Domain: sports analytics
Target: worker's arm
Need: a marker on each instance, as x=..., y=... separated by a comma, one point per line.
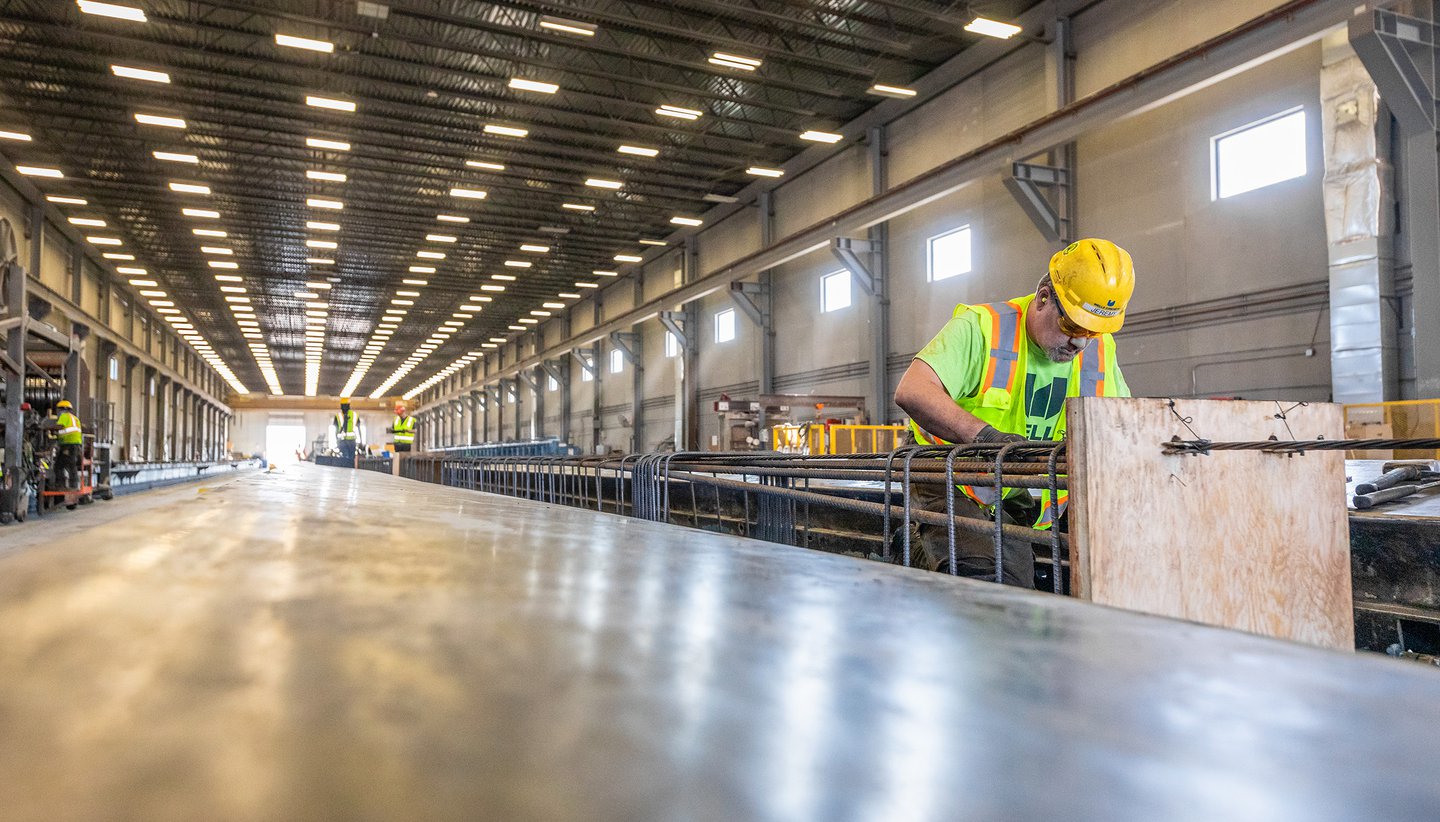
x=923, y=396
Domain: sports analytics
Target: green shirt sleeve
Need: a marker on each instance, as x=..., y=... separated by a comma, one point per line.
x=958, y=356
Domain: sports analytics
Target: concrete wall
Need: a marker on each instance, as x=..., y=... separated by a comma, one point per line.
x=1144, y=182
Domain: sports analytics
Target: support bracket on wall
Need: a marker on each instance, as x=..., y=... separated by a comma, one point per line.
x=848, y=251
x=553, y=369
x=674, y=321
x=622, y=341
x=749, y=297
x=586, y=359
x=1038, y=189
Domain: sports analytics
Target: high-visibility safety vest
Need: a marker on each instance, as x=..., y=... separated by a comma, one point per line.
x=69, y=432
x=403, y=429
x=1000, y=398
x=346, y=426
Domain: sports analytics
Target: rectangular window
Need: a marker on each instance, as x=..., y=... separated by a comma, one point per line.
x=949, y=254
x=725, y=326
x=834, y=291
x=1259, y=154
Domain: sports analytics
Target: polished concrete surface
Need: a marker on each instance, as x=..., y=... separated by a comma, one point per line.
x=327, y=644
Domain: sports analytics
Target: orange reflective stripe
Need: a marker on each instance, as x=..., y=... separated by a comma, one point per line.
x=994, y=334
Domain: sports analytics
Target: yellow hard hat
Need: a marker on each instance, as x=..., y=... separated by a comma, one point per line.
x=1093, y=282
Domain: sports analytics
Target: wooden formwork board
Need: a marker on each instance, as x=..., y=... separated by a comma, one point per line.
x=1240, y=539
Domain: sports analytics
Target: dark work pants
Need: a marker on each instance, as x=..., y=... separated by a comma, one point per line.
x=975, y=552
x=68, y=465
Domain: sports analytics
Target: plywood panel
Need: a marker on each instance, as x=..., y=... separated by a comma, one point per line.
x=1243, y=539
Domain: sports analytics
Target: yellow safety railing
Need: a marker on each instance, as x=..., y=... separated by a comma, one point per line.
x=1400, y=419
x=817, y=438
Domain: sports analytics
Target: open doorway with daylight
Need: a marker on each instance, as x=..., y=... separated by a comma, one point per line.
x=285, y=439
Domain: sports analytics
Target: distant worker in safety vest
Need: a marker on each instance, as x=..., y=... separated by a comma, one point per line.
x=346, y=431
x=1001, y=373
x=69, y=438
x=403, y=429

DESCRIPTION OF THE TASK: Return each record as written, minus its images.

FINAL ANSWER:
Domain: sports analytics
Target: worker's arm
Need: a marker on each instance, as x=..., y=... separated by a comma, one point per line.
x=923, y=396
Domain: sports analytics
Target: green shirt sleeve
Need: a marker on each instance, as x=..., y=... separated by a comma, one point per line.
x=958, y=356
Domain: sports analytics
Target: concrete wall
Need: a marker on each instance, as x=..., y=... separated by a comma, one point per line.
x=1144, y=182
Domain: sports analytics
Target: support bracket on wall
Need: a marker on each instance, as x=..., y=... separated by a comma, one point per line.
x=848, y=251
x=553, y=369
x=674, y=321
x=622, y=341
x=749, y=297
x=586, y=359
x=1038, y=189
Domain: sports analytics
Target: high-visibility safety vest
Need: a marker on each instance, as x=..., y=... separated by a comma, one point per line.
x=69, y=432
x=403, y=429
x=1000, y=398
x=346, y=426
Domain: sports analytics
Target: rectangular window
Need: a marker on each instance, as x=..., y=... separated by a comma, one point per line.
x=949, y=254
x=725, y=326
x=834, y=291
x=1259, y=154
Domain: sports analytics
Target: polished concrete surface
Need: a marker on each instance, as x=..., y=... separated by a comma, one point per line.
x=327, y=644
Domain: sports analytics
Target: orange reflective stripe
Need: a marker on each instance, as x=..., y=... separated by a comma, one point per line.
x=994, y=334
Domain: sports analytics
Target: yellow hard hat
Need: a marker on each instance, as x=..., y=... separated by a comma, one point per line.
x=1093, y=282
Domain: sports analytics
Target: wooden formwork board
Need: a marker on each instance, as x=..., y=... separated by a comma, one point per line.
x=1240, y=539
Domain: sports analytics
Target: dark work pants
Need: a marker on each instance, as x=..., y=... separated by a comma, one point per line.
x=975, y=552
x=68, y=465
Domain: sports analytics
Target: plywood panel
Need: a marker on each instance, as x=..., y=... separated by a comma, one point per line.
x=1243, y=539
Domain: sports analytics
Target: yellow safety railing
Need: a marker on each instance, as x=..., y=... separated by a comma, one point per line.
x=1400, y=419
x=817, y=438
Domain: sports analytics
Target: open doorway with daylight
Need: a marker on each instance, as x=..., y=... separated by a comma, one point per line.
x=285, y=439
Domain: sports analytics
Target: distant worker in safety vest
Need: a marker on each instance, as x=..., y=... separated by a comma, one point per line.
x=346, y=431
x=1001, y=373
x=69, y=438
x=403, y=429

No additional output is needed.